» **TRECHO ORIGINAL**:
━━━━━━━━━━━━━━━━━━━━━━━━━━━━━━

Maurício Tuffani: O relativismo, o dogma e a banalização

quinta-feira, junho 17, 2010

“As ideias muito possuídas não são mais
ideias, eu nada penso quando as falo.”

(Maurice Merleau-Ponty, O Visível e o Invisível )*
Apesar de parecer para o senso comum um mero exercício de diletantismo, a discussão que iniciei em 26 de maio no jornal Folha de S. Paulo a partir de uma crítica minha ao colunista Antonio Cicero tem implicações diretas sobre temas de fundo da atualidade. Infelizmente, apesar de ter optado por responder ao meu artigo mais recente (“Uma ameaça maior que o dogma”) em seu blog Acontecimentos, ele deixou de aproveitar a vantagem de espaço do formato online em relação ao impresso, limitando suas considerações ao plano do antagonismo entre os argumentos dele e os meus. E, o que é pior, deixando completamente de lado minha provocação para levar a discussão para um plano mais elevado.
A provocação a que me refiro pode ser resumida na afirmação, nesse meu artigo anterior, de que a banalização é uma ameaça maior que o dogma, e pode fazer da própria defesa da liberdade de pensamento um clichê vazio e inócuo. Minha menção à liberdade de pensamento se deveu ao fato de ela ter sido evocada pelo próprio colunista em sua réplica “Heidegger, Descartes e a razão” à minha primeira crítica “O tabu em torno da razão”.
O contexto da discussão

Um desses temas de fundo que afirmo serem diretamente relacionados à discussão em pauta é o chamado multiculturalismo. Sob uma perspectiva relativista, pode-se chegar a concluir, por exemplo, que a ausência dos direitos de cidadania em determinadas sociedades deve ser tolerada e compreendida como uma questão interna delas. Antonio Cicero nega a validade dessa perspectiva, e nisso estou, em princípio, de acordo com ele, que exemplificou esse tema com o caso particular da clitoridectomia imposta por preceitos religiosos, considerada em certos meios intelectuais como uma prática que deve ser tolerada por ser cultural (“A sedução relativa” in: Adauto Novaes [organizador], O Silêncio dos Intelectuais. São Paulo: Companhia das Letras, 2006, p. 195).
Algumas interpretações da obra do filósofo alemão Martin Heidegger (1889-1976) apontam, grosso modo, o pensamento dele como fundamento do relativismo, alegando que ele nega a validade do próprio conceito de razão. Interpretações como essa são feitas tanto por teóricos que concordam com o pensamento heideggeriano como por outros que o contestam.
Discordo da ideia, que não é compartilhada só por Antonio Cicero, de que esse filósofo tenha fundamentado o relativismo e, portanto, a tolerância levada às suas últimas consequências no plano do multiculturalismo. Entendo que essa interpretação é fruto do cenário de banalização de ideias que passou a ser intensificada nas últimas décadas e que afeta os meios culturais, inclusive os acadêmicos.

━━━━━━━━━━━━━━━━━━━━━━━━━━━━━━

» **MATERIAL DE CONSULTA**:

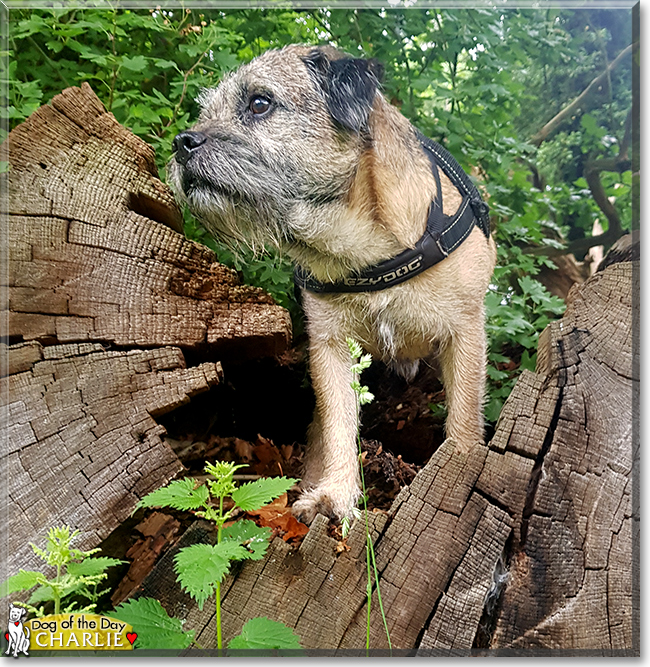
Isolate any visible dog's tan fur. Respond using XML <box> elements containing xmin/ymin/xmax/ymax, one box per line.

━━━━━━━━━━━━━━━━━━━━━━━━━━━━━━

» **TAREFAS A CUMPRIR**:
A. Responda com base no texto sobre o relativismo:
(i) Em que data o autor iniciou a discussão no jornal Folha de S. Paulo?
(ii) Como se chama o blog em que Antonio Cicero respondeu ao artigo mais recente do autor?
(iii) Quais anos aparecem entre parênteses ao lado do nome de Martin Heidegger?
B. As afirmações abaixo estão de acordo com o texto sobre o relativismo? Responda sim ou não a cada uma e cite as palavras do texto que decidem a questão.
(i) O autor sustenta que a banalização é uma ameaça maior que o dogma.
(ii) Antonio Cicero defende a validade da perspectiva relativista.
(iii) Apenas críticos de Heidegger o apontam como fundamento do relativismo.
C. Extraia do texto sobre o relativismo, sem alterações, o trecho que começa em "O contexto da" e segue até "2006, p. 195).".
Baseie-se somente no texto sobre o relativismo, sem recorrer à listagem.

» **RESPOSTAS ÀS TAREFAS**:
A.
(i) Em 26 de maio.
(ii) Acontecimentos.
(iii) 1889-1976.

B.
(i) Sim: "a banalização é uma ameaça maior que o dogma".
(ii) Não: "Antonio Cicero nega a validade dessa perspectiva".
(iii) Não: "Interpretações como essa são feitas tanto por teóricos que concordam com o pensamento heideggeriano como por outros que o contestam".

C.
O contexto da discussão

Um desses temas de fundo que afirmo serem diretamente relacionados à discussão em pauta é o chamado multiculturalismo. Sob uma perspectiva relativista, pode-se chegar a concluir, por exemplo, que a ausência dos direitos de cidadania em determinadas sociedades deve ser tolerada e compreendida como uma questão interna delas. Antonio Cicero nega a validade dessa perspectiva, e nisso estou, em princípio, de acordo com ele, que exemplificou esse tema com o caso particular da clitoridectomia imposta por preceitos religiosos, considerada em certos meios intelectuais como uma prática que deve ser tolerada por ser cultural (“A sedução relativa” in: Adauto Novaes [organizador], O Silêncio dos Intelectuais. São Paulo: Companhia das Letras, 2006, p. 195).